* start Data section *
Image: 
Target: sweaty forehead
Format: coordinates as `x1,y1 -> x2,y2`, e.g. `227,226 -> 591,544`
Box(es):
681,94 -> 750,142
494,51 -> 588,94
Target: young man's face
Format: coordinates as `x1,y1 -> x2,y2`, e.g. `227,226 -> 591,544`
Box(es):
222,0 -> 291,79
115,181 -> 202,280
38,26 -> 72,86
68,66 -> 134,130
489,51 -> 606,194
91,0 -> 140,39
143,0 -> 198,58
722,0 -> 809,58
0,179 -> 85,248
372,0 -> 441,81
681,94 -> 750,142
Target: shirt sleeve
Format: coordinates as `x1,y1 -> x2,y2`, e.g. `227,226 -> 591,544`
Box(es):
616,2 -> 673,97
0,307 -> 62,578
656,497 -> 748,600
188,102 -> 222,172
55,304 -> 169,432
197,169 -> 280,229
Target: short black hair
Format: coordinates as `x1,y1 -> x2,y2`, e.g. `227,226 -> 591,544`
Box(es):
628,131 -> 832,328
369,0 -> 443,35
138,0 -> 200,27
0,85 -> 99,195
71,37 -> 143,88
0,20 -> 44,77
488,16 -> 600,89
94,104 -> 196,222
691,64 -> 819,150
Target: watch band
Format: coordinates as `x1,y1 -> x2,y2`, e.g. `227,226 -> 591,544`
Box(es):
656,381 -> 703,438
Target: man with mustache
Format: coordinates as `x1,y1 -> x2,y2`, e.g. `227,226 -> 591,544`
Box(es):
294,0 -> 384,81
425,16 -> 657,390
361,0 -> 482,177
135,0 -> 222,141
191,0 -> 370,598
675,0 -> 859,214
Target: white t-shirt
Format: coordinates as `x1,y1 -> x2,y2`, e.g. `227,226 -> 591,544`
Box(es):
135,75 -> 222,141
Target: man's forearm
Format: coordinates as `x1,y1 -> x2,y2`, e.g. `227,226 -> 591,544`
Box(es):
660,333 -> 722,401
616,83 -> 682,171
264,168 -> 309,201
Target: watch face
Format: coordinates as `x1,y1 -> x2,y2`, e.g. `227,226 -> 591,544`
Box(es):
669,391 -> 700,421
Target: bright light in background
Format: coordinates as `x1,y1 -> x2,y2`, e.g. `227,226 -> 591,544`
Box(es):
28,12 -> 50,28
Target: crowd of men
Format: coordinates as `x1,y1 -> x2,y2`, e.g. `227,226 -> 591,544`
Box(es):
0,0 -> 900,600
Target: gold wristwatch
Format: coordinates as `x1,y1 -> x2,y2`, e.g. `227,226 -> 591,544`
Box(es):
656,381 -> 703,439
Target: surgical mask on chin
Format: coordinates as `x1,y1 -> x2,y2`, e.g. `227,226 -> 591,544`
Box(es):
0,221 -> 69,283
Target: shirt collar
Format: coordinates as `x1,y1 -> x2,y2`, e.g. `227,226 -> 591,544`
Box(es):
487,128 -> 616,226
* end Data section *
### Stated goal
Repeat everything word for word, from the start of the listing down to and including the line that contains "656,381 -> 703,438".

### Task result
Image: 
Target: sweaty forehead
Format: coordinates as `x1,y1 -> x2,y2`, e.g. `227,226 -> 591,544`
Box(es):
681,94 -> 750,142
494,51 -> 588,94
Target: young man's face
Format: coordinates as `x1,y1 -> x2,y2`, e.g. `227,226 -> 591,544`
Box(es):
222,0 -> 291,79
115,181 -> 202,280
38,26 -> 72,86
68,66 -> 134,130
489,51 -> 606,194
91,0 -> 140,39
143,0 -> 198,58
722,0 -> 809,58
0,179 -> 85,248
372,0 -> 441,81
681,94 -> 750,142
Target: shirt sleeve
Format: coordinates as `x1,y1 -> x2,y2`, e.g. `227,226 -> 591,544`
Box(es):
616,2 -> 673,97
0,307 -> 62,578
656,497 -> 748,600
188,102 -> 222,172
55,304 -> 169,432
197,169 -> 280,229
Target: short black hair
Format: coordinates as `x1,y1 -> x2,y2`, e.g. `227,226 -> 591,544`
Box(es):
628,131 -> 832,328
369,0 -> 443,35
138,0 -> 200,27
0,85 -> 99,195
71,37 -> 143,88
0,20 -> 44,77
488,16 -> 600,89
94,104 -> 196,222
691,64 -> 819,150
Target: watch band
Format: coordinates as `x1,y1 -> x2,y2`, e.g. `227,226 -> 591,544`
Box(es):
656,381 -> 703,438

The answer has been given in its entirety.